- What the task asks -
Rewrite all the rows below, swapping every "pixel coordinates" for "image coordinates" and changing nothing else. Omit the pictures from your answer.

────

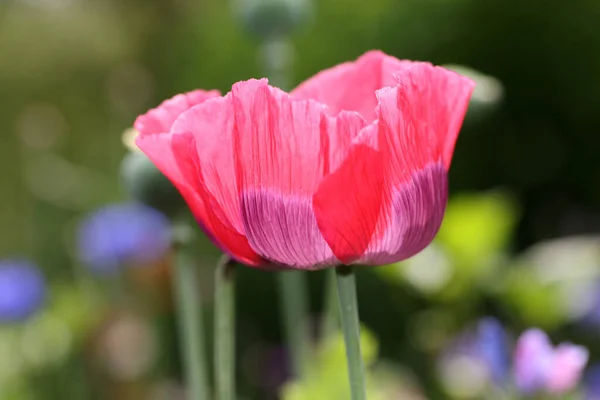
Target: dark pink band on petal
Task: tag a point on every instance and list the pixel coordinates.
(413, 218)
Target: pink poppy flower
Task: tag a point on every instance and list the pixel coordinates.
(350, 167)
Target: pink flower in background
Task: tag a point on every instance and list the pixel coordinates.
(539, 367)
(351, 167)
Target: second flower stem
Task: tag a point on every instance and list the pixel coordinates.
(294, 313)
(225, 329)
(331, 310)
(346, 283)
(189, 307)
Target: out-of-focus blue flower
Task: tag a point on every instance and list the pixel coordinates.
(539, 367)
(591, 383)
(492, 348)
(120, 234)
(22, 290)
(482, 355)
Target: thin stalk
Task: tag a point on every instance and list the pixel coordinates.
(225, 329)
(191, 328)
(331, 308)
(294, 313)
(346, 283)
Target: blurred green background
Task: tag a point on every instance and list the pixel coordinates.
(518, 241)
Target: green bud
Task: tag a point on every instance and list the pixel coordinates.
(146, 184)
(269, 19)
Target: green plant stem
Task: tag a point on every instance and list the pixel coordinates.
(346, 283)
(225, 329)
(294, 313)
(191, 330)
(331, 309)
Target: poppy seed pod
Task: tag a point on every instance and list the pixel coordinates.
(146, 184)
(272, 18)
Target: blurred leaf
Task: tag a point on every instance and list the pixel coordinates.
(477, 228)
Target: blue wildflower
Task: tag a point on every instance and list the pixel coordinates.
(22, 290)
(122, 234)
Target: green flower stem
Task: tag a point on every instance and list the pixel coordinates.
(331, 309)
(189, 307)
(294, 313)
(346, 283)
(225, 329)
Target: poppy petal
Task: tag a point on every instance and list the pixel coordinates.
(351, 86)
(161, 118)
(348, 202)
(418, 124)
(281, 156)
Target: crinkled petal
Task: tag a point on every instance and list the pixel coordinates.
(351, 86)
(176, 157)
(418, 123)
(348, 202)
(161, 118)
(281, 154)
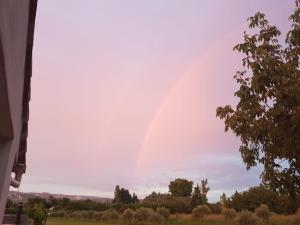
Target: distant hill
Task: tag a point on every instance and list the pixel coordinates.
(13, 195)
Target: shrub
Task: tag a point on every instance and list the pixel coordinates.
(128, 216)
(296, 220)
(58, 213)
(200, 211)
(143, 214)
(246, 218)
(263, 213)
(229, 214)
(98, 216)
(164, 212)
(155, 218)
(38, 214)
(110, 214)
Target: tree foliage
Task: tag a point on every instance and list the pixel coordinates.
(267, 116)
(123, 196)
(181, 187)
(199, 195)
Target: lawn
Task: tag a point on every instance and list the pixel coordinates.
(179, 220)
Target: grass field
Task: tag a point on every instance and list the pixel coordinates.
(175, 220)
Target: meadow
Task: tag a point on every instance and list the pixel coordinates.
(182, 219)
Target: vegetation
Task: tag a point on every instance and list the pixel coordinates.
(254, 197)
(263, 213)
(38, 214)
(181, 188)
(164, 212)
(229, 214)
(296, 220)
(246, 218)
(200, 211)
(266, 117)
(123, 196)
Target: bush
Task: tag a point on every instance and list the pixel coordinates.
(296, 220)
(263, 213)
(229, 214)
(128, 216)
(110, 214)
(143, 214)
(200, 211)
(98, 216)
(246, 218)
(164, 212)
(155, 218)
(58, 213)
(38, 214)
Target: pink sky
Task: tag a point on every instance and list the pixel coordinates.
(125, 92)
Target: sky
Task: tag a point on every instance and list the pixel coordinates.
(125, 92)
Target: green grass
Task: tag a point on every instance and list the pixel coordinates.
(173, 221)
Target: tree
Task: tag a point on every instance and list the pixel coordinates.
(196, 197)
(204, 190)
(267, 116)
(199, 195)
(181, 187)
(224, 200)
(123, 196)
(38, 214)
(135, 198)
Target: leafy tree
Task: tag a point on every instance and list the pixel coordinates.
(181, 187)
(135, 198)
(38, 214)
(267, 116)
(196, 197)
(224, 200)
(199, 196)
(123, 196)
(255, 196)
(204, 190)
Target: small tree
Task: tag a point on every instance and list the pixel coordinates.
(246, 218)
(164, 212)
(296, 220)
(200, 211)
(38, 214)
(181, 187)
(128, 216)
(229, 214)
(263, 213)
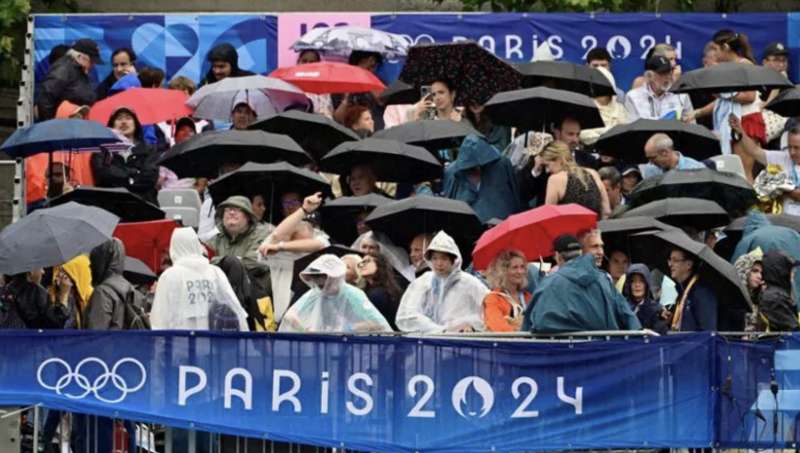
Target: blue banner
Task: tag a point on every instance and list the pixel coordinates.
(627, 37)
(176, 43)
(378, 393)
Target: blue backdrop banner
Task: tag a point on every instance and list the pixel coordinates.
(378, 393)
(179, 42)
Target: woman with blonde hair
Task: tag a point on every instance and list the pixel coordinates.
(508, 277)
(569, 183)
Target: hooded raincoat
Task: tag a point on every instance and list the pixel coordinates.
(776, 306)
(193, 294)
(106, 310)
(496, 195)
(760, 232)
(434, 304)
(647, 310)
(580, 297)
(331, 305)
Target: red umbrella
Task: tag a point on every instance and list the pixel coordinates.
(151, 105)
(147, 241)
(533, 232)
(323, 78)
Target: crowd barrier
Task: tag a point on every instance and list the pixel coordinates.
(432, 394)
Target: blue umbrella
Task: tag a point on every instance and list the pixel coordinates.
(56, 135)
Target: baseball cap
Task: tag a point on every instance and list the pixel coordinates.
(658, 64)
(88, 47)
(775, 49)
(566, 243)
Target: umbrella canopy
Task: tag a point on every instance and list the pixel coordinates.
(301, 263)
(626, 141)
(399, 92)
(432, 135)
(729, 190)
(316, 134)
(151, 105)
(52, 236)
(475, 72)
(56, 135)
(269, 181)
(683, 212)
(203, 154)
(616, 233)
(653, 249)
(340, 216)
(119, 201)
(787, 103)
(533, 232)
(328, 77)
(726, 77)
(566, 76)
(536, 109)
(147, 241)
(342, 41)
(137, 272)
(733, 232)
(402, 220)
(269, 95)
(390, 160)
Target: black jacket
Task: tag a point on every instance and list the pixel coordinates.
(776, 304)
(138, 173)
(66, 81)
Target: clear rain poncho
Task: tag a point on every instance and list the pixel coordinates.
(434, 304)
(331, 305)
(193, 294)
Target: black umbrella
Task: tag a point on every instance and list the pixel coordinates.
(52, 236)
(301, 263)
(315, 133)
(683, 212)
(339, 216)
(128, 206)
(399, 92)
(565, 76)
(432, 135)
(787, 103)
(390, 160)
(616, 232)
(269, 181)
(734, 231)
(203, 154)
(402, 220)
(626, 141)
(653, 249)
(727, 77)
(729, 190)
(137, 272)
(476, 74)
(536, 109)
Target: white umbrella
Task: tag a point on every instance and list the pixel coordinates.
(342, 41)
(266, 95)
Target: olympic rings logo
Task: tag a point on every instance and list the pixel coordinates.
(99, 383)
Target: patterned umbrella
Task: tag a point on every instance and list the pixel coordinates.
(476, 74)
(342, 41)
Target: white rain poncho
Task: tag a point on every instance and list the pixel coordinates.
(397, 256)
(331, 305)
(193, 294)
(434, 304)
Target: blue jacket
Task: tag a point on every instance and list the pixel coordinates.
(700, 309)
(760, 232)
(497, 194)
(580, 297)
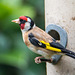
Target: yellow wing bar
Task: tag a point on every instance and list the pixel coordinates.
(50, 48)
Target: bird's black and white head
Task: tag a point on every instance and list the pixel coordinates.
(25, 23)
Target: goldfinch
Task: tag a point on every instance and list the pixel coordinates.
(39, 41)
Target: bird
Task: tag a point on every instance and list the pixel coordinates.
(40, 42)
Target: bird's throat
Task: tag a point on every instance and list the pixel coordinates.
(22, 26)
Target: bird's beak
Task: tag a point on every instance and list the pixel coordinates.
(16, 21)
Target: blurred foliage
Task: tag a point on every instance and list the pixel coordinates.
(15, 57)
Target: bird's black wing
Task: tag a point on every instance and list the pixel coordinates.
(35, 42)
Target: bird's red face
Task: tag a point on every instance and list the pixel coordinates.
(25, 22)
(22, 20)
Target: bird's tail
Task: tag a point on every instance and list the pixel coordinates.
(68, 53)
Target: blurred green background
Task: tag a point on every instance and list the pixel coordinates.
(15, 57)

────

- Answer to this task -
Target: dark pink band on petal
Task: tag a point on every instance and list the image coordinates.
(413, 218)
Target: pink poppy flower
Task: tag a point on every instance and list the image coordinates.
(350, 167)
Target: pink flower in background
Task: tag a point on every instance and list the image coordinates.
(539, 367)
(351, 167)
Target: second flower stem
Task: tag a point on every instance and list the image coordinates.
(294, 313)
(225, 329)
(331, 310)
(346, 283)
(189, 307)
Target: out-of-focus blue flower
Task: tag a point on every instance and list the image coordinates.
(539, 367)
(591, 383)
(492, 348)
(120, 234)
(22, 290)
(482, 355)
Target: thin stalk
Task: tag a point on every instance and list the image coordinates.
(225, 329)
(191, 328)
(331, 308)
(294, 313)
(346, 283)
Target: blurred green background
Task: tag a point on every instance and list the image coordinates.
(518, 241)
Target: green bud
Task: tag a point on every instance and list the image coordinates.
(146, 184)
(269, 19)
Target: green plant stem
Task: tag a point on every instance and list the image coordinates.
(346, 283)
(225, 329)
(294, 313)
(191, 330)
(331, 309)
Target: poppy seed pod
Task: tag a point on every instance and list the image coordinates.
(146, 184)
(272, 18)
Target: blurred leaf
Task: tag a point on every instance and list the image coordinates.
(477, 228)
Target: blue wildflower
Task: tag a point on every instance and list the image coordinates.
(22, 290)
(122, 234)
Target: green flower stem
Task: tag a point on every instance and list the image coordinates.
(331, 309)
(189, 307)
(294, 313)
(346, 283)
(225, 329)
Target: poppy petal
Task: tag a point on every instance and list the image coordinates.
(351, 86)
(161, 118)
(348, 202)
(418, 124)
(281, 156)
Target: crinkled petal
Task: tag a point on every instance and list the image coordinates.
(351, 86)
(176, 157)
(418, 123)
(348, 202)
(161, 118)
(281, 154)
Target: distant hill
Task: tag a point on every instance and list the image coordinates.
(13, 195)
Target: shrub
Task: tag a point on every instance and list the image coordinates.
(128, 216)
(296, 220)
(58, 213)
(200, 211)
(143, 214)
(246, 218)
(263, 213)
(229, 214)
(98, 216)
(164, 212)
(155, 218)
(38, 214)
(110, 214)
Target: tree foliage
Task: tag a point on every instance and list the image coordinates.
(267, 116)
(123, 196)
(181, 187)
(199, 195)
Target: lawn
Task: tag a point on every instance and list the image coordinates.
(179, 220)
Target: grass field
Task: tag a point on every instance and list the image coordinates.
(175, 220)
Target: meadow
Task: tag a point on every instance and list the image coordinates.
(182, 219)
Target: vegetation
Task: tag a point on every instance and list the image coordinates.
(254, 197)
(263, 213)
(38, 214)
(181, 188)
(164, 212)
(229, 214)
(296, 220)
(246, 218)
(200, 211)
(266, 117)
(123, 196)
Target: bush
Task: tag a point on every instance and list the image coordinates.
(296, 220)
(263, 213)
(229, 214)
(128, 216)
(110, 214)
(143, 214)
(200, 211)
(98, 216)
(246, 218)
(164, 212)
(155, 218)
(58, 213)
(38, 214)
Target: pink sky
Task: tag a point on every instance and list the image coordinates.
(125, 92)
Target: sky
Task: tag a point on every instance and list the image coordinates.
(125, 92)
Target: green grass
Task: tag a point on every instance and list the image coordinates.
(173, 221)
Target: tree
Task: tag a point on every instance and list the image coordinates.
(196, 197)
(204, 190)
(267, 116)
(199, 195)
(181, 187)
(224, 200)
(123, 196)
(38, 214)
(135, 198)
Target: leafy tree
Task: tag a point on every instance and list the image coordinates.
(181, 187)
(135, 198)
(38, 214)
(267, 116)
(196, 197)
(224, 200)
(199, 196)
(123, 196)
(255, 196)
(204, 190)
Target: small tree
Task: tag a point on every instance and list the image coordinates.
(246, 218)
(164, 212)
(296, 220)
(200, 211)
(38, 214)
(181, 187)
(128, 216)
(229, 214)
(263, 213)
Target: blue banner
Task: tag a point on every instance and list the image coordinates.
(627, 37)
(176, 43)
(378, 393)
Target: blue backdrop banner
Task: tag a point on every instance and list the image coordinates.
(378, 393)
(179, 42)
Target: woman with blonde hair
Task: tag a point on every instance and list the image coordinates.
(508, 277)
(569, 183)
Target: hooded raincoat
Task: tag a point on every instance and list the image coordinates.
(776, 306)
(193, 294)
(106, 310)
(496, 195)
(760, 232)
(434, 304)
(647, 310)
(580, 297)
(331, 305)
Target: red umbrella
Task: tag a point on every instance and list the image coordinates.
(151, 105)
(147, 241)
(533, 232)
(323, 78)
Target: crowd barrier
Task: tag a point on every instance and list the image coordinates.
(432, 394)
Target: blue umbrella
Task: tag a point on every instance and list the image coordinates.
(56, 135)
Target: baseball cap
Task: tag a point on every instance and list the image coordinates.
(658, 64)
(88, 47)
(775, 49)
(566, 243)
Target: umbrella canopy
Task: tag a point on every instance and list the image coordinates.
(301, 263)
(626, 141)
(399, 92)
(432, 135)
(729, 190)
(316, 134)
(151, 105)
(52, 236)
(475, 72)
(56, 135)
(269, 181)
(683, 212)
(203, 154)
(616, 233)
(653, 249)
(340, 216)
(119, 201)
(787, 103)
(533, 232)
(328, 77)
(726, 77)
(566, 76)
(536, 109)
(147, 241)
(342, 41)
(137, 272)
(733, 232)
(402, 220)
(269, 95)
(390, 160)
Target: black jacket
Task: tag a point on every instance and list the image coordinates.
(776, 304)
(138, 173)
(66, 81)
Target: clear rain poncho
Task: tag a point on every instance and list the image coordinates.
(434, 304)
(331, 305)
(193, 294)
Target: black umbrella
Task: tag a point on every instance and list the image coordinates.
(52, 236)
(301, 263)
(315, 133)
(683, 212)
(339, 216)
(128, 206)
(399, 92)
(565, 76)
(432, 135)
(787, 103)
(390, 160)
(616, 232)
(269, 181)
(734, 231)
(203, 154)
(402, 220)
(626, 141)
(653, 249)
(727, 77)
(729, 190)
(137, 272)
(476, 74)
(536, 109)
Target: white umbrella
Task: tag a point on every instance and list the image coordinates.
(342, 41)
(266, 95)
Target: olympic rings logo
Task: tag a point on every instance and list the image coordinates.
(99, 383)
Target: patterned umbrella
Task: tag a point on every instance and list the image coordinates.
(476, 74)
(342, 41)
Target: white rain poncho
Task: tag a point on every instance and list the image coordinates.
(397, 256)
(331, 305)
(193, 294)
(434, 304)
Target: blue jacket
Task: tag a point on every instance and list the image coordinates.
(700, 309)
(760, 232)
(497, 194)
(580, 297)
Target: yellow wing bar
Task: tag a point on every instance and list the image coordinates.
(50, 48)
Target: bird's black and white head
Task: tag a point on every instance and list the image coordinates.
(25, 23)
Target: goldfinch
Task: tag a point on every instance and list the image coordinates.
(39, 41)
Target: bird
Task: tag a point on every instance and list the image coordinates.
(40, 42)
Target: bird's throat
Task: tag a point on every instance and list the image coordinates.
(22, 26)
Target: bird's beak
Task: tag a point on every instance and list the image coordinates.
(16, 21)
Target: blurred foliage
Task: tag a point on every instance and list the image coordinates.
(15, 57)
Target: bird's black wing
Task: tag a point on every instance and list the image coordinates.
(35, 42)
Target: bird's red face
Task: tag a point on every instance and list the image coordinates.
(25, 22)
(22, 20)
Target: bird's tail
Task: tag a point on every instance and list the image coordinates.
(68, 53)
Target: blurred green background
Task: tag a point on every instance and list the image coordinates.
(15, 57)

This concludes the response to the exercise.